◆ **Raw records**:
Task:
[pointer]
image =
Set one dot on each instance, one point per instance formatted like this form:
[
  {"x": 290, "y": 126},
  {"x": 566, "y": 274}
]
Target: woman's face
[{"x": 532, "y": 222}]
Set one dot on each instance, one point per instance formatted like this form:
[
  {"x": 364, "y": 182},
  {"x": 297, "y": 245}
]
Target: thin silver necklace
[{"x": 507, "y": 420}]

◆ **Exercise description**:
Reproduce the rows above, substituting "item" for every occurrence of "instance" and changing nothing else.

◆ **Output for this task**:
Task:
[pointer]
image =
Set one dot on each item, one point per item formatted like this form:
[
  {"x": 290, "y": 126},
  {"x": 566, "y": 274}
]
Target: woman's face
[{"x": 532, "y": 222}]
Set one dot on each item, one point per item formatted like this form:
[
  {"x": 364, "y": 182},
  {"x": 297, "y": 245}
]
Target: thin silver necklace
[{"x": 507, "y": 420}]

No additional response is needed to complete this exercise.